### What you are asked to do
Images excepted, the data below must be repeated exactly.

[Collection entries]
********************

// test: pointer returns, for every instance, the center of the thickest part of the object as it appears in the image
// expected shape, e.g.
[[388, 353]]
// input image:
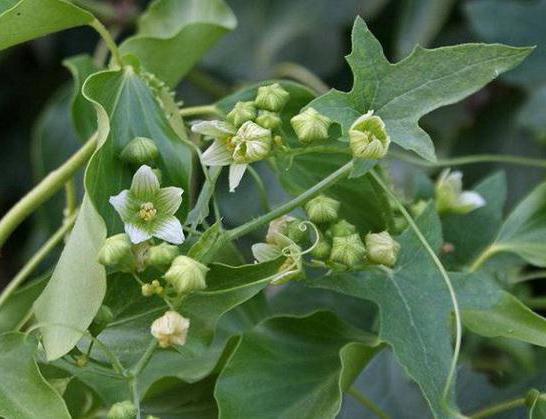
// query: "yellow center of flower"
[[147, 211]]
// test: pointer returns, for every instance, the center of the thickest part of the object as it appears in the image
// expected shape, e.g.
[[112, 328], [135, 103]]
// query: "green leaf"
[[127, 108], [83, 113], [24, 20], [402, 93], [24, 393], [420, 22], [77, 287], [291, 367], [174, 34], [524, 231]]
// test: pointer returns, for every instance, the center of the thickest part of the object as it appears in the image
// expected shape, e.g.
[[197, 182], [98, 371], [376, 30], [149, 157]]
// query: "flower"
[[382, 248], [186, 275], [311, 126], [148, 210], [272, 97], [236, 148], [170, 329], [450, 197], [368, 137]]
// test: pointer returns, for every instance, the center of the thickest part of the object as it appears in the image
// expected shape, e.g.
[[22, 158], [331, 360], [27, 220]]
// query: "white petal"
[[214, 129], [170, 230], [236, 172], [145, 183], [122, 203], [168, 200], [217, 155], [136, 234]]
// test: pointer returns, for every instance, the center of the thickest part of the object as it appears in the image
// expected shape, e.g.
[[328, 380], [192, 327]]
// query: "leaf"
[[174, 34], [524, 231], [24, 393], [24, 20], [77, 286], [402, 93], [83, 114], [471, 233], [16, 308], [127, 108], [293, 367]]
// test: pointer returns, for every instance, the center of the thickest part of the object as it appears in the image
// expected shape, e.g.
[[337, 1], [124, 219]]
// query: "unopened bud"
[[162, 255], [311, 126], [139, 151], [368, 137], [348, 251], [269, 120], [272, 97], [322, 209], [186, 275], [117, 253], [122, 410], [170, 329], [382, 248], [242, 112]]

********************

### Response to this exercise
// test: pointer returns, for every instance, the center of the thickest part of the object as it appears in the image
// expected shape, e.g.
[[388, 353]]
// input image:
// query: "yellow center of flower"
[[147, 211]]
// test: pointer returns, for every instance, the center of the thickest part of the object as it appears in the image
// expected shape, e.g.
[[112, 328], [135, 103]]
// query: "green leaf"
[[127, 108], [83, 113], [24, 20], [402, 93], [24, 393], [420, 22], [77, 287], [291, 367], [174, 34], [524, 231]]
// test: pointer returns, for every instance, the center of the thickest part of the object as it appears in the image
// expected shape, e.g.
[[197, 182], [98, 371], [376, 30], [149, 157]]
// query: "flower"
[[382, 248], [186, 275], [311, 126], [148, 210], [272, 97], [236, 148], [170, 329], [450, 197], [368, 137]]
// test: pointer returns, for every instance, the center of the thickest part of the object as it appears in the image
// expected shape, e.g.
[[22, 158], [331, 360], [27, 220]]
// query: "white petal"
[[214, 129], [170, 230], [236, 172], [145, 183], [122, 203], [168, 200], [217, 155], [136, 234]]
// test: pointer returns, for every instance, the center of the thickest part of the object as it appears in the image
// expected shape, e.g.
[[328, 380], [192, 327]]
// query: "leaf"
[[174, 34], [524, 231], [24, 393], [24, 20], [77, 286], [402, 93], [83, 114], [471, 233], [16, 308], [127, 108], [293, 367]]
// test: pointer returns, for every instance, the center of the thickest part of the object as it appears in the image
// expected shape, e.g.
[[337, 1], [124, 219]]
// query: "unopened bud"
[[162, 255], [311, 126], [139, 151], [368, 137], [348, 251], [269, 120], [272, 97], [322, 209], [186, 275], [117, 253], [122, 410], [170, 329], [382, 248], [242, 112]]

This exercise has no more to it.